Identify and pull out each line of the entries in which "metal" occurs.

[Saved entries]
+ + + + + + +
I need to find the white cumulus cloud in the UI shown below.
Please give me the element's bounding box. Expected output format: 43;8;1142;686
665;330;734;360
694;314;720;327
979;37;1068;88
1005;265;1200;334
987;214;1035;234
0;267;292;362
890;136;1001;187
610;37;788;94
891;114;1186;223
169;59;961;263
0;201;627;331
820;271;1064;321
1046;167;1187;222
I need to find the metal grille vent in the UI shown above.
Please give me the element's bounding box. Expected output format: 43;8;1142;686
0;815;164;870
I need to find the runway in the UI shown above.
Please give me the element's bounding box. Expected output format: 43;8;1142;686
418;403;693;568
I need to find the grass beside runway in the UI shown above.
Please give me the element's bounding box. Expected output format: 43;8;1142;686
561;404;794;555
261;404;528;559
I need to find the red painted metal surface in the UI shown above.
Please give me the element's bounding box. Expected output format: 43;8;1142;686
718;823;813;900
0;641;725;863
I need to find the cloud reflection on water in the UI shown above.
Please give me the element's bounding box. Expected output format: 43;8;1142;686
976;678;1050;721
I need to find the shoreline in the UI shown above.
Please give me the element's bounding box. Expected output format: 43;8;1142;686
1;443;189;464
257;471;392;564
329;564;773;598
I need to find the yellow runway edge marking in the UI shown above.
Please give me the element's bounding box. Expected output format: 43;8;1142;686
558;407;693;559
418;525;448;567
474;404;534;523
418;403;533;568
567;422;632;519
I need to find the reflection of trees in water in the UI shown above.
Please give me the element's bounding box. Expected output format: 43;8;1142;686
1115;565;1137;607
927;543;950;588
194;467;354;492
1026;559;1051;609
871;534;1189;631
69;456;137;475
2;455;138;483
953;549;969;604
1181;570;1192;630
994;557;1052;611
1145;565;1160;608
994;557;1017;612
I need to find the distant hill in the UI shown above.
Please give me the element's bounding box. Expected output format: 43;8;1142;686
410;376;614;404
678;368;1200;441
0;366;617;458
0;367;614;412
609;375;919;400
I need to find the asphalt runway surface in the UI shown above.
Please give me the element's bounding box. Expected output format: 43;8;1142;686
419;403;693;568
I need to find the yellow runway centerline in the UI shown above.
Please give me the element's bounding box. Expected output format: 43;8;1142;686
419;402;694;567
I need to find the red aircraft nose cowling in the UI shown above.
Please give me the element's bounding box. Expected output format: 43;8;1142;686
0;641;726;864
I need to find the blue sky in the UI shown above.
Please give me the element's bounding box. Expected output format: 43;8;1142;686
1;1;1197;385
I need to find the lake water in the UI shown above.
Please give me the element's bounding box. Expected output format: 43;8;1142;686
+ + + + + + +
-- Output of the task --
I need to find the metal grille vent in the UI shown above.
I need to find the red painted metal surface in the UI shown above.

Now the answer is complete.